Hi Viorel,

it's probably easiest to send a patch containing your changes to this mailing 
list. (Alternatively, a copy of all the files you changed.) Some Isabelle 
committer can then push this to the testboard which will run the whole AFP.

Cheers
Lars

On 27 August 2017 16:59:44 CEST, Viorel Preoteasa <viorel.preote...@aalto.fi> 
wrote:
>I managed to integrate the new complete distributive lattice into HOL 
>library.
>
>The changes are these:
>
>Complete_Lattice.thy
> - replaced the complete_distrib_lattice with the new stronger version.
>  - moved some proofs about complete_distrib_lattice and some 
>instantiations to Hilbert_Choice
>
>Hilbert_Choice.thy
> - added all results complete_distrib_lattice, including instantiations
>of set, fun that uses uses Hilbert choice.
>
>Enum.thy
>  - new proofs that finite_3 and finite_4 are complete_distrib_lattice.

####################

WHAT TO DO
**A)** In the Isabelle mailing-list message, what does Lars call the easiest way to share the changes?
**B)** Rewrite the paragraph of the Isabelle mailing-list message that begins "it's probably easiest" as a short list, keeping its main facts.
**C)** Go on with the Isabelle mailing-list message from the point where it stops.
The lines that come after the message are not needed here.

ENTRIES SUPPLIED

####################

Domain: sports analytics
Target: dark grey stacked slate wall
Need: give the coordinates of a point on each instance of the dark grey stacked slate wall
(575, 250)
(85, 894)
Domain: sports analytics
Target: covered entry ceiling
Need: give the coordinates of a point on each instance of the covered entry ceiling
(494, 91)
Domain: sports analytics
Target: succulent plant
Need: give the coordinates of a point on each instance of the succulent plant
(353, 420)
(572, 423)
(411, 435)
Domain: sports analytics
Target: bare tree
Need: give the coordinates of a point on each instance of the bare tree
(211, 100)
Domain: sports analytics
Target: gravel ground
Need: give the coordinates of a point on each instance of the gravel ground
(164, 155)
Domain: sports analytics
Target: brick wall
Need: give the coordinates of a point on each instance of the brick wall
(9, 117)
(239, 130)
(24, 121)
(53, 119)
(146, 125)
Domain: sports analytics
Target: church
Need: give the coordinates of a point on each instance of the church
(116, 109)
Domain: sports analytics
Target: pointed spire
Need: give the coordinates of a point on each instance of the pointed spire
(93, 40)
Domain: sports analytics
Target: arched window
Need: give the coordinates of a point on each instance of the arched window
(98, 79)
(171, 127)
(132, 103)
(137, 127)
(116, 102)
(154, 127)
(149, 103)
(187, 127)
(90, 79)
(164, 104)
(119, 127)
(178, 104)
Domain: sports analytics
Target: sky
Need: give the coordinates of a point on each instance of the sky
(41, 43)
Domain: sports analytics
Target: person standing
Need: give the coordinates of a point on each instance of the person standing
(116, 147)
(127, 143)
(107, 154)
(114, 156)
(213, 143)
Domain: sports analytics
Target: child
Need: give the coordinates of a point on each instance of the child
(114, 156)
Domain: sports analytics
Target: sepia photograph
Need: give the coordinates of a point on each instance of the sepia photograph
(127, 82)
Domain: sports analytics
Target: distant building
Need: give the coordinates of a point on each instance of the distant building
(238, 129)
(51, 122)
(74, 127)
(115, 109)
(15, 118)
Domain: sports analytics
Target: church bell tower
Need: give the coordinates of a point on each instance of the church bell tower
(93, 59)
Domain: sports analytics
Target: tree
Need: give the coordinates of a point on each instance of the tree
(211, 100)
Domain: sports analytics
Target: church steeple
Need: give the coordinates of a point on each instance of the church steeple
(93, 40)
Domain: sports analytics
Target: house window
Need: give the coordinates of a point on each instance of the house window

####################

RESULTS
**A)** Sending a patch with the changes to the mailing list.

**B)**
- Send a patch with the changes to the mailing list, or a copy of all the changed files.
- An Isabelle committer can then push it to the testboard.
- The testboard will run the whole AFP.

**C)**
>  - I added here the classes finite_lattice and finite_distrib_lattice
>and proved that they are complete. This simplified quite much the
>proofs
>that finite_3 and finite_4 are complete_distrib_lattice.
>
>Predicate.thy
>  - new proof that predicates are complete_distrib_lattice.
>
>I compiled HOL in Isabelle2017-RC0 using
>
>isabelle build -v -c HOL
>
>and I got:
>
>Timing HOL (2 threads, 266.231s elapsed time, 487.094s cpu time,
>43.344s 
>GC time, factor 1.83)
>Finished HOL (0:04:26 elapsed time)
>
>Finished at Sun Aug 27 17:41:30 GMT+3 2017
>0:04:37 elapsed time
>
>But I don't now how to go from here to have these changes into
>Isabelle.
>
>There is also AFP. If there are instantiations of 
>complete_distrib_lattice, then most probably they will fail.
>
>One simple solution in this case could be to keep also the
>old complete_distrib_lattice as complete_pseudo_distrib_lattice.
>
>Viorel
>
>
>On 8/26/2017 3:06 PM, Lawrence Paulson wrote:
>>> On 25 Aug 2017, at 20:14, Viorel Preoteasa
><viorel.preote...@aalto.fi 
>>> <mailto:viorel.preote...@aalto.fi>> wrote:
>>>
>>> One possible solution:
>>>
>>> Add the new class in Complete_Lattice.thy, replacing the existing
>class
>>>
>>> Prove the instantiations and the complete_linearord subclass later
>>> in Hilbert_Choice.
>>>
>>> On the other hand, it seems inconvenient to have the Hilbert Choice
>>> to depend on so many other theories.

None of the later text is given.